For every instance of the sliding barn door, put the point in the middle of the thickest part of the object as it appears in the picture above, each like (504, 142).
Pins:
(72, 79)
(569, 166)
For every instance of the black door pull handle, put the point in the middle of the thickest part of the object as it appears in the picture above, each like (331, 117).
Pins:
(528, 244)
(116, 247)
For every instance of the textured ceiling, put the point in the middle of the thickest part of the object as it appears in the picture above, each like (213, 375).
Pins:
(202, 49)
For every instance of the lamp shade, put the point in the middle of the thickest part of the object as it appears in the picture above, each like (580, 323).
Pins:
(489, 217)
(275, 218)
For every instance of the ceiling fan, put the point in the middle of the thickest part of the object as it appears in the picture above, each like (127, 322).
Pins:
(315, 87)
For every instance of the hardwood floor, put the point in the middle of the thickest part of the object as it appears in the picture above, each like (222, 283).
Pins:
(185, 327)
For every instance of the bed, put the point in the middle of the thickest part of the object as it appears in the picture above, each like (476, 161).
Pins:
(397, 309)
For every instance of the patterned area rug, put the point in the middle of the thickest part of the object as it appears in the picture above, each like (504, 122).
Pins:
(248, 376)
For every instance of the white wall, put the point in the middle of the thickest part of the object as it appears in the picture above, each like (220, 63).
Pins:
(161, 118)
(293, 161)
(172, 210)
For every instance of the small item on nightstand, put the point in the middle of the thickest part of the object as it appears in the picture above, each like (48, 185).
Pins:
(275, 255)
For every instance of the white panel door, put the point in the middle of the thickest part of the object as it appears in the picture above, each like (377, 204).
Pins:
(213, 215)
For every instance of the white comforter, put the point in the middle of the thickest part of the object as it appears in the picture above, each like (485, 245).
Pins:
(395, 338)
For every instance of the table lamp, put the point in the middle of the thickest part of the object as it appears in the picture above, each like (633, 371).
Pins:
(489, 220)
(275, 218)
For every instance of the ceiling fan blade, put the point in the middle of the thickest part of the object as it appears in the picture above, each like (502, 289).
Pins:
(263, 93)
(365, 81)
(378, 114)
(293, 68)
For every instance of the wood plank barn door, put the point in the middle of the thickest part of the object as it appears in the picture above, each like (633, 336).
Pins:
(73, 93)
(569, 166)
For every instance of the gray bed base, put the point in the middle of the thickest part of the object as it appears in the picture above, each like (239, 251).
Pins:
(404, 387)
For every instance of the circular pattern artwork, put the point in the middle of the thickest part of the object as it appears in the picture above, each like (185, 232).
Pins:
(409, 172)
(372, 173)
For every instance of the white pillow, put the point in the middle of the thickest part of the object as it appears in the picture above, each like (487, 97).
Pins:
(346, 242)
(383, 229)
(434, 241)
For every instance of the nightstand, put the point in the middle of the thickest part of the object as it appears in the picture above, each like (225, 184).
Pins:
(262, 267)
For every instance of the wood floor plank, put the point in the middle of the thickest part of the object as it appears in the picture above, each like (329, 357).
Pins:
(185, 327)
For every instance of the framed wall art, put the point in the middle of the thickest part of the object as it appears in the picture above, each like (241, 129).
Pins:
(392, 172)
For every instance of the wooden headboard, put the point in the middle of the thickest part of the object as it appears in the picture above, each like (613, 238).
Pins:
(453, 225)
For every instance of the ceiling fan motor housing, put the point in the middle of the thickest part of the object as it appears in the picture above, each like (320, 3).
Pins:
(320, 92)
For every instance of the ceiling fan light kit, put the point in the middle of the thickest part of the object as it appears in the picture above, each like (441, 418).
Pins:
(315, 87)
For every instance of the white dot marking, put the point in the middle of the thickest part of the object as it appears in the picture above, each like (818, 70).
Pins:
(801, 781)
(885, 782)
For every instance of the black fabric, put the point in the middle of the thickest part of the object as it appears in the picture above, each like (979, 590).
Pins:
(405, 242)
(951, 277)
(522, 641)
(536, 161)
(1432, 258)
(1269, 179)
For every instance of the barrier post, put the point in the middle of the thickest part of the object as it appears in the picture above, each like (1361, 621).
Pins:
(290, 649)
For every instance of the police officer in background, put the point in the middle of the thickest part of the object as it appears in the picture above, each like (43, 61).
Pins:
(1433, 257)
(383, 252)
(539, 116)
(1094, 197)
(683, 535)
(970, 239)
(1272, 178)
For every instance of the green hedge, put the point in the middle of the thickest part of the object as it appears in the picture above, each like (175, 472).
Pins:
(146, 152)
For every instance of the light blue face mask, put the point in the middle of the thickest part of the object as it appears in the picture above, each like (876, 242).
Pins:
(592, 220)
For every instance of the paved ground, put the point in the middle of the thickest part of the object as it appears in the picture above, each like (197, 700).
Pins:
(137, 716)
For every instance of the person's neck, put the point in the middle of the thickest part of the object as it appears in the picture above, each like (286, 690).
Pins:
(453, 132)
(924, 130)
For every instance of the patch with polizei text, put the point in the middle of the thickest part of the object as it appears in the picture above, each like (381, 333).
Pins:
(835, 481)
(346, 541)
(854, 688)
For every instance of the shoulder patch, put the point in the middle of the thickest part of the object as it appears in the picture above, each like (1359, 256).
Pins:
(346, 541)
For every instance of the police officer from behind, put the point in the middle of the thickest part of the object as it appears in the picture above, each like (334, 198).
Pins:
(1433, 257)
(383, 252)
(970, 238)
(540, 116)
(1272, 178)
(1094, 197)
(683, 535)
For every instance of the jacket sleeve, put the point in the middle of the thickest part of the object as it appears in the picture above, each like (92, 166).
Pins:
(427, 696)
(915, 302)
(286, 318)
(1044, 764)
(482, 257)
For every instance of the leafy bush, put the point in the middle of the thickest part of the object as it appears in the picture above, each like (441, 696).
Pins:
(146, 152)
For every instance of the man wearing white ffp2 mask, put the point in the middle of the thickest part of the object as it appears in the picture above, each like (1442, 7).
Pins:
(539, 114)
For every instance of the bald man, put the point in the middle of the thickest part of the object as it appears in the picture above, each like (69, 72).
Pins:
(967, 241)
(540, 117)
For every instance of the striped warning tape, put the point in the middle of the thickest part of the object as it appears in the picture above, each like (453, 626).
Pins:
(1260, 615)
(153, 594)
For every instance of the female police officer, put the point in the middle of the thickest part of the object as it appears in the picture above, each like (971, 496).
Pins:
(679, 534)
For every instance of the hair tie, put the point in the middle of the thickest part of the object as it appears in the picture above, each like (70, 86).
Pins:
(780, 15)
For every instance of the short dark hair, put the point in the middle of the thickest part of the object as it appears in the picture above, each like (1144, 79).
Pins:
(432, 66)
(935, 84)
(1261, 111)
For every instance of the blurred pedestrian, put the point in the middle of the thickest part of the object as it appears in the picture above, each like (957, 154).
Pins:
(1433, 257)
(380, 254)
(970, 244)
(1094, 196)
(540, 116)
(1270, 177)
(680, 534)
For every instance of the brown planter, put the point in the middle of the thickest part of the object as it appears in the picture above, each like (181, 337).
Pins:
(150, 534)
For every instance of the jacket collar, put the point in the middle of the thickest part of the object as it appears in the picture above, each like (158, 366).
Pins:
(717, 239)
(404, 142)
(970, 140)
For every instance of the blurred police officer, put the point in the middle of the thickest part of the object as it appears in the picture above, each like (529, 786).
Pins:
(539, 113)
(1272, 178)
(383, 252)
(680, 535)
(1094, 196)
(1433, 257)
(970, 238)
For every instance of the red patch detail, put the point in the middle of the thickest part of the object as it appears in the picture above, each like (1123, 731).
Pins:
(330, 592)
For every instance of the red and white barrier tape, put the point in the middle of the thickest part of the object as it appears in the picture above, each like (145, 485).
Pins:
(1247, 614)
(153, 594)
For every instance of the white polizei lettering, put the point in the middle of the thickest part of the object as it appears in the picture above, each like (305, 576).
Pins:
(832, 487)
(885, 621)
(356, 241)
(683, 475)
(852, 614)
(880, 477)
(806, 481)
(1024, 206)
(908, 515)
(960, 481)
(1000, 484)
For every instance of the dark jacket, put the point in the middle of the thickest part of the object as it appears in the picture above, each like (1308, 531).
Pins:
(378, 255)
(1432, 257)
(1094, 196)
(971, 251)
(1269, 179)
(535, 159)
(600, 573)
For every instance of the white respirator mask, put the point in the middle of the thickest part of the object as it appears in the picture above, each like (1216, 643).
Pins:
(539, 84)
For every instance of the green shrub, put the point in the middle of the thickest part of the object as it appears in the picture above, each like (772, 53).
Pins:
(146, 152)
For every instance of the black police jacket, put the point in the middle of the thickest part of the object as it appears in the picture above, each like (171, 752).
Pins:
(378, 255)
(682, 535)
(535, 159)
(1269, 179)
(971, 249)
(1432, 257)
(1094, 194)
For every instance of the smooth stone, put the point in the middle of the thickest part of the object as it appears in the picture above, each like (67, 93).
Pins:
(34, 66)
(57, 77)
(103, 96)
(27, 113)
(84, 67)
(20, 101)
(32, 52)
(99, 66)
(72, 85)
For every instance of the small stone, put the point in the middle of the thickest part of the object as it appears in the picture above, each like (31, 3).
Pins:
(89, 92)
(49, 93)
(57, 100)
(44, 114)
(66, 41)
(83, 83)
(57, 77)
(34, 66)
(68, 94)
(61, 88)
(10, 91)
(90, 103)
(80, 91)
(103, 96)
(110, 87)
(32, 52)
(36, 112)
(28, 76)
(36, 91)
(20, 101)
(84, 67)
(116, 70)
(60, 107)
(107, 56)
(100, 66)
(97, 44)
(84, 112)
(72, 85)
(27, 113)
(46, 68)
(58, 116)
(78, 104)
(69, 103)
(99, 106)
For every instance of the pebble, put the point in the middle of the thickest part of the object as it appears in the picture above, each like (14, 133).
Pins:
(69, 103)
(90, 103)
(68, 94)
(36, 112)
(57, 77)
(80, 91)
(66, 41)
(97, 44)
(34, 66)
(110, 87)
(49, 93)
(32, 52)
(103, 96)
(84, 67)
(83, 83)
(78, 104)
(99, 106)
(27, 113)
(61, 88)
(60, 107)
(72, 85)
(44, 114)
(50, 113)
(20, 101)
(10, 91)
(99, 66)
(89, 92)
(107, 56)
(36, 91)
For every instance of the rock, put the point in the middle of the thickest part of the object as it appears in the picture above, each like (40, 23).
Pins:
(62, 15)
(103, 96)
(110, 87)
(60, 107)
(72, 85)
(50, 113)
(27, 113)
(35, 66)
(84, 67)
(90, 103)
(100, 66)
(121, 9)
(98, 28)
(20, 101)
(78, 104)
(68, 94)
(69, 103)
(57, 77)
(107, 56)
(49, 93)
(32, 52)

▶ [WHAT TO WORK ON]: The lines to quote run from the one containing "For every instance of the pebble, put" through the final line of the material above; please give them exactly, both ends included, and nothing else.

▶ [TASK RESPONSE]:
For every instance of the pebble, put the point in the middle of the thickest part of the object as it appears in the picture above, each like (14, 133).
Pins:
(69, 103)
(90, 103)
(68, 94)
(36, 112)
(57, 77)
(80, 91)
(66, 41)
(97, 44)
(34, 66)
(110, 87)
(49, 93)
(32, 52)
(103, 96)
(84, 67)
(83, 83)
(78, 104)
(99, 106)
(27, 113)
(61, 88)
(60, 107)
(72, 85)
(44, 114)
(50, 113)
(20, 101)
(10, 91)
(99, 66)
(89, 92)
(107, 56)
(36, 91)
For every instance of the rock, put the point in the middle of the thickest part of the object as it appears in the picture above, each like (40, 23).
Pins:
(62, 15)
(103, 96)
(110, 87)
(60, 107)
(72, 85)
(50, 113)
(27, 113)
(35, 66)
(84, 67)
(90, 103)
(100, 66)
(121, 9)
(98, 28)
(20, 101)
(78, 104)
(68, 94)
(69, 103)
(57, 77)
(107, 56)
(49, 93)
(32, 52)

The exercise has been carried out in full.